[Saved entries]
# # # # #

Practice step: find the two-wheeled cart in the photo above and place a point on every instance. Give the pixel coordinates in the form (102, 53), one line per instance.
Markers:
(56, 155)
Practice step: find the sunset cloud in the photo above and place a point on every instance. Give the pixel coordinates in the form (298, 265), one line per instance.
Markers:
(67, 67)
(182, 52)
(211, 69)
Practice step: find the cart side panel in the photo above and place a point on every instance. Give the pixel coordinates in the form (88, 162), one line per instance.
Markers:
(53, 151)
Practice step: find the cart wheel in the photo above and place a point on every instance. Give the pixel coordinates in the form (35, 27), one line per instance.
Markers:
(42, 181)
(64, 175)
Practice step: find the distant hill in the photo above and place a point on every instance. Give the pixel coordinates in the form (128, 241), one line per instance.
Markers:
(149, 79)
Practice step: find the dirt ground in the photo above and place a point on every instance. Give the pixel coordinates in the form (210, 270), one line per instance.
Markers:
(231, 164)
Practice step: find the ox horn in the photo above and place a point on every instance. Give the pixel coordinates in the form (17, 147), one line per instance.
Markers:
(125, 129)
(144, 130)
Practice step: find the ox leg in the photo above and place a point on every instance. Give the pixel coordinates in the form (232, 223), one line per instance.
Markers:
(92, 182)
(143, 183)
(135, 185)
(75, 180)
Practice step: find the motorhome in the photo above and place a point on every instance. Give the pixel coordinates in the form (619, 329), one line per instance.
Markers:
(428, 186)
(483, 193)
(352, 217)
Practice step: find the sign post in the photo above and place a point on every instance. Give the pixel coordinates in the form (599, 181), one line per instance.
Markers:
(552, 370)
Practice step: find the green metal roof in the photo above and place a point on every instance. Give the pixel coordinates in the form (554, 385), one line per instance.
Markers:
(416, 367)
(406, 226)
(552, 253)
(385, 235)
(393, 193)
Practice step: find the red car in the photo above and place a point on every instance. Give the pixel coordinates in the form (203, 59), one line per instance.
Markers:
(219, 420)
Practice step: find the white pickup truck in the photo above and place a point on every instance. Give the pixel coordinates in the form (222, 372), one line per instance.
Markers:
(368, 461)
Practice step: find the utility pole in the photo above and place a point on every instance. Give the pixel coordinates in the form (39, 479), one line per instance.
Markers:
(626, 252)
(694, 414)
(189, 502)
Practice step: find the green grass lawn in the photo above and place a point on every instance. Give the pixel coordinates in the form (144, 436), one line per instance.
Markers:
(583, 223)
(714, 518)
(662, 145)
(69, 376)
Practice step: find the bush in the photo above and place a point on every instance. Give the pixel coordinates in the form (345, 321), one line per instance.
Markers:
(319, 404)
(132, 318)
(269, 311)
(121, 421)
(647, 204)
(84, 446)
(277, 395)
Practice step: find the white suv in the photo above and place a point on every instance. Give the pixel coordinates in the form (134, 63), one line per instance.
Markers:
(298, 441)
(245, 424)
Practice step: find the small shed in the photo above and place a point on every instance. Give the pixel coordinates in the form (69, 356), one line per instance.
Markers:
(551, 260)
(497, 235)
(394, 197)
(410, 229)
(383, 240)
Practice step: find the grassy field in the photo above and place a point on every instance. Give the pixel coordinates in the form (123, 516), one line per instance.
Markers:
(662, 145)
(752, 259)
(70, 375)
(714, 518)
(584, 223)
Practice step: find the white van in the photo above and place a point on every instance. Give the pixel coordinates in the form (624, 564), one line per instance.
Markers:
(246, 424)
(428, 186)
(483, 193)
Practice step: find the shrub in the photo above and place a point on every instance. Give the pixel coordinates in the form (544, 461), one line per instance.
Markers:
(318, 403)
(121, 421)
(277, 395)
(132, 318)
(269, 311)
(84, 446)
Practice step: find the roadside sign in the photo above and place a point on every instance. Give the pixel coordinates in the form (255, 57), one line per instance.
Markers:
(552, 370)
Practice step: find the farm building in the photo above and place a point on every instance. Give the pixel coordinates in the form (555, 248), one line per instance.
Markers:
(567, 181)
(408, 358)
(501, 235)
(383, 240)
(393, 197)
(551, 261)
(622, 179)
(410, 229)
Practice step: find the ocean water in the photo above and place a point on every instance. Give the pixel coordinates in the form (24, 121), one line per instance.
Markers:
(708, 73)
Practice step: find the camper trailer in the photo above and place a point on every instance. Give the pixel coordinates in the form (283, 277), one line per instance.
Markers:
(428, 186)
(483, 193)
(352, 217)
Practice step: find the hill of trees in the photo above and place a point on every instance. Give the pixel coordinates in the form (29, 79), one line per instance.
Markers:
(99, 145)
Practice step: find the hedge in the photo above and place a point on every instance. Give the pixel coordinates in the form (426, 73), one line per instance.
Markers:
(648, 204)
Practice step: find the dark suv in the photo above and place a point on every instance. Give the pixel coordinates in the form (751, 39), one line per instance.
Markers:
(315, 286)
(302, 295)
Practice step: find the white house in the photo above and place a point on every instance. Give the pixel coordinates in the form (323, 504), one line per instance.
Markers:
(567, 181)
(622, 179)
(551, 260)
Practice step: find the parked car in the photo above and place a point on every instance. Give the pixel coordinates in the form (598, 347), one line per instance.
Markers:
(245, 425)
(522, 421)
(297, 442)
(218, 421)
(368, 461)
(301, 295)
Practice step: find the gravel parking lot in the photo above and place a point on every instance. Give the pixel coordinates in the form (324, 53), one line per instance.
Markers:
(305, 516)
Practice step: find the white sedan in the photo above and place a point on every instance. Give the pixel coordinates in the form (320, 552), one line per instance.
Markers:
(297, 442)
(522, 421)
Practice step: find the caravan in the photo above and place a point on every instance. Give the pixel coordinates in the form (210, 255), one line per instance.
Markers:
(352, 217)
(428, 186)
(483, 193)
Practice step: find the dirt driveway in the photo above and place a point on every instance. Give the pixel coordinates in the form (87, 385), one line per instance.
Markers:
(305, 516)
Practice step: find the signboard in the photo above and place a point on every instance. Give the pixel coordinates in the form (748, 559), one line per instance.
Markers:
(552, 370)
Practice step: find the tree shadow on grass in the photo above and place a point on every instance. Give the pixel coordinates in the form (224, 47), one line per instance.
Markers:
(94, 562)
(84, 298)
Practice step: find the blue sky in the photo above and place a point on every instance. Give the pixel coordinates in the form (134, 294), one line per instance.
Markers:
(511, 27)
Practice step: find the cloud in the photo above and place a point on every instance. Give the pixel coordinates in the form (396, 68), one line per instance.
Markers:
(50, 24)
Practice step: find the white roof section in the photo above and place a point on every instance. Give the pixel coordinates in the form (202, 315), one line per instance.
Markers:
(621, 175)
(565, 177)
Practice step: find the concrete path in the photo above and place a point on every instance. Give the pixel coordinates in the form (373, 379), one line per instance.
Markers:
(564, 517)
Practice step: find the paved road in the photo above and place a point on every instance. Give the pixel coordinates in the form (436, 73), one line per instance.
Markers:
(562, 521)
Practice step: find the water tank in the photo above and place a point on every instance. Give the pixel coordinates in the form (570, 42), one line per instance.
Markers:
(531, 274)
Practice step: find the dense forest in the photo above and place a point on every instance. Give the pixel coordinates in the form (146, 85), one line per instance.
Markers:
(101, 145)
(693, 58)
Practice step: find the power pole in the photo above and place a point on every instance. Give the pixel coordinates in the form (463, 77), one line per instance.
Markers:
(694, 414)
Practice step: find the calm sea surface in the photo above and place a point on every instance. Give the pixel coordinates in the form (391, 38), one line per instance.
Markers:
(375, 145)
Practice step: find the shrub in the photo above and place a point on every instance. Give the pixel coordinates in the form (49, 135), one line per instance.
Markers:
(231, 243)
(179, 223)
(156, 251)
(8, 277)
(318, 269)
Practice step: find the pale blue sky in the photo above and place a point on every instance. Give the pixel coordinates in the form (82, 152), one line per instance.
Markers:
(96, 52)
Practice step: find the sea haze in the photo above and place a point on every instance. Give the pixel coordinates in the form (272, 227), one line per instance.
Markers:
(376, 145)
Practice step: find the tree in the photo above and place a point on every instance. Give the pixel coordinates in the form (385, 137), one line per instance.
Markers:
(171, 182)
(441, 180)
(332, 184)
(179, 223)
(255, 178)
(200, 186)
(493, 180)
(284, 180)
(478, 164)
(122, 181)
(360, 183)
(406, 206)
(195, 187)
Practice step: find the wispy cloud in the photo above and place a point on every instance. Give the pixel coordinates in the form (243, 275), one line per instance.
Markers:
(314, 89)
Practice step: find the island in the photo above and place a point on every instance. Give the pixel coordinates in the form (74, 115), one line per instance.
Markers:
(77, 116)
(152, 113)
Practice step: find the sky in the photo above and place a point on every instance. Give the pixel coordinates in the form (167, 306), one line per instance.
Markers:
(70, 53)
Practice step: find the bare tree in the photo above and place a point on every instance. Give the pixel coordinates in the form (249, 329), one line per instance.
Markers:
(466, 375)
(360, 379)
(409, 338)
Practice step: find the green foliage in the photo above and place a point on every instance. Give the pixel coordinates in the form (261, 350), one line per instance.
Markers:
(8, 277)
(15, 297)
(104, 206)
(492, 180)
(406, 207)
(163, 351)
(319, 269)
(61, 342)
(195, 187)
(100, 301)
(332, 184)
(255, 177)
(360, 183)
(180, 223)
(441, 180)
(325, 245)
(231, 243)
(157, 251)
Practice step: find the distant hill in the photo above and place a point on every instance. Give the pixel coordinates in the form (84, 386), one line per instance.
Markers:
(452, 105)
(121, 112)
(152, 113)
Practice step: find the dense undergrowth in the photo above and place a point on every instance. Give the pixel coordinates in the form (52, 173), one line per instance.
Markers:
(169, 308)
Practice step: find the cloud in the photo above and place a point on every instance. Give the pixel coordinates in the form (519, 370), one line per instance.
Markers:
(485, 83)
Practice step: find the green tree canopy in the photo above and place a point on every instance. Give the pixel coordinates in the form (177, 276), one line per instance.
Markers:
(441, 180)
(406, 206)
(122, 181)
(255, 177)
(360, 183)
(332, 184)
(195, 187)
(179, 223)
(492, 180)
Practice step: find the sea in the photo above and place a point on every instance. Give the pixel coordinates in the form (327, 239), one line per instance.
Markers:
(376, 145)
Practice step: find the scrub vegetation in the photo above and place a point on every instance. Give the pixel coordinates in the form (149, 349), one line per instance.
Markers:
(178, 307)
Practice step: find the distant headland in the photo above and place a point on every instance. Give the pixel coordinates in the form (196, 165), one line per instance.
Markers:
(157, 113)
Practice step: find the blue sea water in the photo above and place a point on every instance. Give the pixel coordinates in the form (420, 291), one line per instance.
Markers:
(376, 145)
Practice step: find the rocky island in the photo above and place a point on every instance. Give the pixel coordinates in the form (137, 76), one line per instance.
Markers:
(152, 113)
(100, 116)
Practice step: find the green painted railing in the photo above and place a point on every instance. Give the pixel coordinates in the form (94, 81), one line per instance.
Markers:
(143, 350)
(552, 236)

# # # # #

● WHAT YOU NEED TO DO:
Find the line that contains "Practice step: find the distant headland" in the listing above. Retype it and every line after it up to the last, exactly, and nothing else.

● TASK OUTPUT:
Practice step: find the distant headland in the photo above and place a point on every instance. Give the pixel coordinates in the form (196, 165), one line per instance.
Markers:
(157, 113)
Practice step: find the blue sea water in the photo above and place a point on every instance. Give the pixel coordinates in the form (420, 291), one line per instance.
Markers:
(376, 145)
Practice step: find the rocky island in the photo above and place a point on every instance. Give the pixel coordinates in the form (137, 76), one line per instance.
Markers:
(152, 113)
(100, 116)
Practice step: find the green painted railing in the photo above and place a point on every instance. Give the pixel coordinates in the form (94, 81), one line per instance.
Markers:
(143, 350)
(552, 236)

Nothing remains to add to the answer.